WHAT IS BEING ASKED: State how many lines in the rows below contain the string "sofa". Give only the number.

Some rows:
•••••
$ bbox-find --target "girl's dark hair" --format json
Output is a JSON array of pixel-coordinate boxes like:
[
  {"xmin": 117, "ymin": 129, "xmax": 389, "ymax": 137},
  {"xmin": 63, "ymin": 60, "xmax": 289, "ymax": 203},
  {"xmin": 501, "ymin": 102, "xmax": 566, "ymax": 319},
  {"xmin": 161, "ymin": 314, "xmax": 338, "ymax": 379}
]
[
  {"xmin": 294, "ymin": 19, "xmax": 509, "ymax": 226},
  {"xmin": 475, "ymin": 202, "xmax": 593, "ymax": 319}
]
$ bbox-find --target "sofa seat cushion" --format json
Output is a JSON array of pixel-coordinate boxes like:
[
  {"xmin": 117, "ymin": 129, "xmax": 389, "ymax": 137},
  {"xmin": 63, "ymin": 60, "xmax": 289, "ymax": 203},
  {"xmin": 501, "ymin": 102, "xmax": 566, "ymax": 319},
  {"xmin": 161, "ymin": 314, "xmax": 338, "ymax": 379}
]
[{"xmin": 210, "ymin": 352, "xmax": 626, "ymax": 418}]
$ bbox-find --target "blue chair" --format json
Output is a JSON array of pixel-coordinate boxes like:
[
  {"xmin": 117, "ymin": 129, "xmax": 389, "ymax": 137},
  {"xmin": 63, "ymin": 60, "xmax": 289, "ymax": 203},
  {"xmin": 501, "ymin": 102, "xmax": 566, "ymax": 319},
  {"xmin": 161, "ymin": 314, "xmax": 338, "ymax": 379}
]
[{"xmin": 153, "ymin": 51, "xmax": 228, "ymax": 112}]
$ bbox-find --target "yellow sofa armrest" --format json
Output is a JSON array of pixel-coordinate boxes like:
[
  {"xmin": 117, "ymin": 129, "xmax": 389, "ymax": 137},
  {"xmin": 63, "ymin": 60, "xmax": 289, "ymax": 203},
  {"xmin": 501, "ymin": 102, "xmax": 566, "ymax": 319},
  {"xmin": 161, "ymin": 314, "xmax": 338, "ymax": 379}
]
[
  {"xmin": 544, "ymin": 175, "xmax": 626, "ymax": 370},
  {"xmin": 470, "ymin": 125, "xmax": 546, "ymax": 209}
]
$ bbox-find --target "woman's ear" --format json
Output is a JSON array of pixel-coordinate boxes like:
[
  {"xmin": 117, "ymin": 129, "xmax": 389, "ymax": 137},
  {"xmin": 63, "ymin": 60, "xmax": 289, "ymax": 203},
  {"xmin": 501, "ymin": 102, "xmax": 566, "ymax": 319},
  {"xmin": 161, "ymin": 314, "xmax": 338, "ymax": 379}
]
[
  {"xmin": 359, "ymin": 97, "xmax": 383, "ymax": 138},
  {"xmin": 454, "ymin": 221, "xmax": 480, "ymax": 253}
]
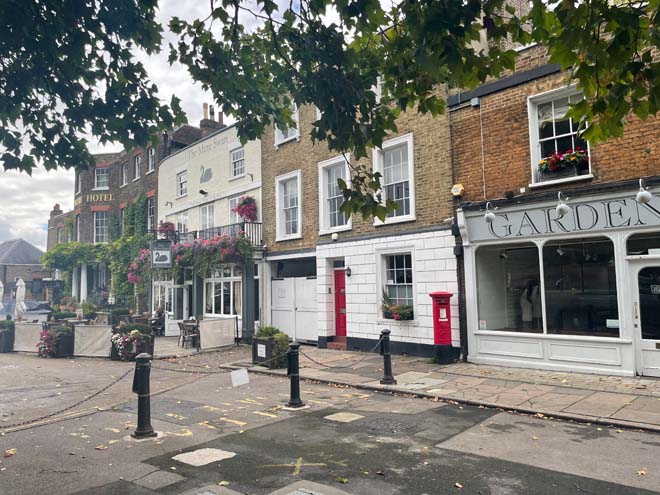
•••••
EXERCISE RESPONSE: 2